Je crois que vous verrez dans peu le duc de Richelieu, qui va porter ses grâces et ses séductions à Londres. Vous me paraissez trop Anglais pour lui faire votre cour, et de trop bon goût pour être de son avis sur les beaux-arts, qu’il entend très-mal ; mais il entend à merveille celui de plaire. C’est de tous les arts celui qu’en général les Anglais cultivent le moins, et que M. de Richelieu connaît le plus. Pour vous, vous me plairez infiniment si vous revenez après m’avoir imprimé. Écrivez-moi souvent et longuement, si vous m’aimez.


337. — Á M. DE CIDEVILLE.
Ce vendredi, 29 mai.

Mille remerciements, mon cher ami, de vos attentions pour mon Hambourgeois. Il n’y a que ceux qui ont une fortune médiocre qui exercent bien l’hospitalité. Cet étranger doit être bien content de son voyage, s’il vous a vu ; et je vous avoue que je vous l’ai adressé afin qu’il pût dire du bien des Français, à Hambourg. Je prie notre ami Formont de lui donner à souper ; il s’en ira charmé.

Ah ! qu’à cet honnête Hambourgeois,
Candide et gauchement courtois,
Je porte une secrète envie !
Que je voudrais passer ma vie,
Comme il a passé quelques jours,
Ignoré dans un sûr asile,
Entre Formont et Cideville,
C’est-à-dire avec mes amours !

Que fait cependant le joufflu abbé de Linant ? J’avais adressé mon citadin de Hambourg chez la mère de notre abbé. Ce n’est pas que je regarde le b…… de la Ville de Mantes comme une bonne hôtellerie : il y a longtemps que j’ai dit peu chrétiennement ce que j’en pensais[1] ; mais je voulais qu’il fût mal logé, mal nourri, et qu’il vît l’abbé Linant, que je crois aussi candide

  1. L’épitre en prose et en vers, dont on a donné un fragment dans une note de la lettre du 2 mars 1731, contenait des vers peu chrétiens, qui furent coupés avec des ciseaux par Cideville devenu dévot. C’est à cette épître, du mois de mars 1731, que Voltaire fait allusion. (Cl.)

=== Objectif ===
Reproduisez fidèlement le passage de l'extrait de page situé entre « 337. — Á M. » et « s’en ira charmé. », ces deux bornes comprises.

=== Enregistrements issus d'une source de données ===
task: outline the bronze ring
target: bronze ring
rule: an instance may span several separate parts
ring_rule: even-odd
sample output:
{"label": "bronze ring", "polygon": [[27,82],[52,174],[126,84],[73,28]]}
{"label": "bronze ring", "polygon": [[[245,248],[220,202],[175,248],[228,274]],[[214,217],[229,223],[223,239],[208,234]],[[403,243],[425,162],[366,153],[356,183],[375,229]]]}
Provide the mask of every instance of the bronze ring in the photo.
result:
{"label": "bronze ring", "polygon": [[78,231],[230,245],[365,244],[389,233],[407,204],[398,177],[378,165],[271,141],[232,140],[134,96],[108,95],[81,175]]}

=== Réponse ===
337. — Á M. DE CIDEVILLE.
Ce vendredi, 29 mai.

Mille remerciements, mon cher ami, de vos attentions pour mon Hambourgeois. Il n’y a que ceux qui ont une fortune médiocre qui exercent bien l’hospitalité. Cet étranger doit être bien content de son voyage, s’il vous a vu ; et je vous avoue que je vous l’ai adressé afin qu’il pût dire du bien des Français, à Hambourg. Je prie notre ami Formont de lui donner à souper ; il s’en ira charmé.